[Location annotation dataset excerpts]
↓

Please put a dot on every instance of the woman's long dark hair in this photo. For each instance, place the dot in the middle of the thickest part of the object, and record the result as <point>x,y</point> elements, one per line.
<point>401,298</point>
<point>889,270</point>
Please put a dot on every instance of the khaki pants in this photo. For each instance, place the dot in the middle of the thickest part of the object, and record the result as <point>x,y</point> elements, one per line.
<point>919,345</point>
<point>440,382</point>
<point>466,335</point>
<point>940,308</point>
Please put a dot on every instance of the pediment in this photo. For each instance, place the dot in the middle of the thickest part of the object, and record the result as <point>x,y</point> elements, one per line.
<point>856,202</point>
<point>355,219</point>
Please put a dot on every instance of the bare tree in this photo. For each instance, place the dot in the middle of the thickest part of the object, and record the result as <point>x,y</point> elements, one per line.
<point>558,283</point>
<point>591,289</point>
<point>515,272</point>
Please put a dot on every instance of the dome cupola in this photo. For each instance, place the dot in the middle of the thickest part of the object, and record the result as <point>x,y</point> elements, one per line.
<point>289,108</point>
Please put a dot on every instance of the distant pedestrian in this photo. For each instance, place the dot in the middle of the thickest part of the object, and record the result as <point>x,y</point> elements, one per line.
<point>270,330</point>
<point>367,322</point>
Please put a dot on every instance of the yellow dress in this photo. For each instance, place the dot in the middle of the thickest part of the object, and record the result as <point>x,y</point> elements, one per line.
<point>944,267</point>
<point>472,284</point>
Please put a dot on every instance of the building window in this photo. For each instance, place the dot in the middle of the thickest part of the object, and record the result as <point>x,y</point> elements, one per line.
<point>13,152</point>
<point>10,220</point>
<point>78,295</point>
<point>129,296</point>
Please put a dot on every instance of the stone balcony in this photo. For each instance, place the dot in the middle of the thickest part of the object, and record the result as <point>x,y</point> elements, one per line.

↑

Direction:
Rewrite the entries from the line with "Please put a dot on every instance of the pediment" up to and including the line with "<point>355,219</point>", swapping "thickest part" for "widest part" and keeping everything else unchanged.

Worked solution:
Please put a dot on every instance of the pediment in this photo. For each instance, place the dot in the middle of the widest part of the object, and record the result as <point>x,y</point> elements, one per line.
<point>856,202</point>
<point>355,219</point>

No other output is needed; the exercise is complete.